*TEXT SECTION*
## BEGIN
As there was no reply, I turned round, and saw my trusty second gun half-way down the hill, running like a hare. I was so angry that I felt inclined to give him my second barrel. On returning on board I dispensed with his services, and engaged a good old trusty Marine to look after me.

I killed six of these wild cattle altogether, and a landing party bringing them off to the ship, there was beef enough for the whole ship's company.

There was a number of sheep on the island, under the care of a shepherd named Raynes, who was a sort of keeper in Sir George's service. He said to me, "You have not killed a boar yet. Come with me to-morrow, and I will take you where we can find one." I said, "All right, I will come at four o'clock to-morrow and bring my rifle." "No," said he, "don't bring a rifle, bring a knife. I always kill them with a knife."

I thought he was chaffing, but I said, "All right, I will bring a knife, but I shall bring my rifle as well."

In the morning he met me at the landing-stage with three dogs, one a small collie, and two heavy dogs like half-bred mastiffs, held in a leash. We walked about three miles to a thick swampy place, with rushes and tussocks. He chased the collie into the bush, and in about twenty minutes we heard the collie barking furiously. Raynes told me to follow him close, and not on any account to get in front of him. The heavy dogs fairly pulled him through the bush. We soon came up to the collie, and found him with an immense boar in a small open space.

Raynes slipped the heavy dogs, who went straight for the boar, and seized him, one by the ear and the other by the throat. The boar cut both the dogs, one badly. When they had a firm hold, Raynes ran in from behind, seized one of the boar's hind legs, and passing it in front of the other hind leg, gave a violent pull, and the boar fell on its side. Raynes immediately killed it with his knife, by stabbing it behind the shoulder. I never saw a quicker or a more skilful performance.

I suggested to Raynes that I should like to try it.

"Well," he said, "we will try and find a light sow to-morrow. A boar would cut you if you were not quick."

On the following day, we got a sow, but I made an awful mess of it, and if it had not been for the heavy dogs, she would have cut me badly; as it was, she bowled me over in the mud before I killed her.

In New Zealand, we went up to the White Springs and we all bathed with the Maories. You stand in the water warm as milk, close beside springs of boiling water, and occasionally a jet of steam makes you jump. The person of one of the guests, a very portly gentleman, suggested a practical joke to the Maori boys and girls, who dived in and swam up to him under water, pinched him and swam away with yells of laughter. The old boy, determined to preserve harmony, endured the torment with an agonised pretence of enjoyment. "Very playful, very playful!" he kept miserably repeating. "Oh, very playful indeed. Tanaqui (how do you do), Tanaqui."

We had an excellent lunch, of pig, fowls, and yams, all boiled on the spot in the hot springs. I saw a live pig chased by some Maori children into a hot spring, and it was boiled in a moment.

In this region I rode over soil which was exactly like dust-shot; the whole ground apparently consisting of ore. We visited the White Terraces, where, if you wrote your name in pencil upon the cliffs, the silicate would preserve the legend as if it were raised or embroidered. Some of the signatures had been there for years. I have since heard that the place was destroyed by volcanic eruption.
## END
*TASK SET*
- A) Reproduce the part of the hunting memoir between "In New Zealand, we" and "in a moment.", inclusive, word for word.
- B) Write the next part of the hunting memoir, starting after its final sentence about the White Terraces.

*GIVEN DATA*
## BEGIN
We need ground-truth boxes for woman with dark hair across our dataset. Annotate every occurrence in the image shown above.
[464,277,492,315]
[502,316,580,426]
## END
*ANSWERS FOR THE TASKS*
- A)
In New Zealand, we went up to the White Springs and we all bathed with the Maories. You stand in the water warm as milk, close beside springs of boiling water, and occasionally a jet of steam makes you jump. The person of one of the guests, a very portly gentleman, suggested a practical joke to the Maori boys and girls, who dived in and swam up to him under water, pinched him and swam away with yells of laughter. The old boy, determined to preserve harmony, endured the torment with an agonised pretence of enjoyment. "Very playful, very playful!" he kept miserably repeating. "Oh, very playful indeed. Tanaqui (how do you do), Tanaqui."

We had an excellent lunch, of pig, fowls, and yams, all boiled on the spot in the hot springs. I saw a live pig chased by some Maori children into a hot spring, and it was boiled in a moment.

- B)
We witnessed the weird and magnificent war dances of the Maoris. Never have I seen finer specimens of humanity than these men. When, after leaping simultaneously into the air, they all came to the ground together, the impact sounded like the report of a gun. A party of the Chiefs came to pay a ceremonial visit to the Duke. It struck me that they looked hungry, and I said so. They want cheering up, I said. I went to forage for them. I took a huge silver bowl, and filled it with chicken, whisky, lobster, beef, champagne, biscuits and everything else I could find, and presented it to them. You never saw warriors more delighted. They ate the whole, using their fingers, and were greatly cheered.

It was in New Zealand that I had an interesting conversation with a cannibal – or rather, an ex-cannibal. I asked him if he ever craved for human flesh, and he said no, not now – unless he happened to see a plump woman. In that case, he said he lusted for the flesh of the ball of the thumb, which (he gave me to understand) was the prime delicacy.

Some of the half-caste women were of great beauty. Their savage blood endowed them with something of the untamed, implacable aspect of their ancestry. I heard of one such woman, who, outwardly attuned to every tenet of white civilisation, and received everywhere in white society, suddenly reverted. A native rebellion breaking out, she rejoined her tribe and slew a missionary with her meri– the native chief's badge of office. She cut off the top of the missionary's skull, and used it thereafter as a drinking-vessel. Poor lady, she was (I heard) eventually captured and was executed.

CHAPTER VIII

THE CRUISE OF H.M.S. GALATEA (Continued)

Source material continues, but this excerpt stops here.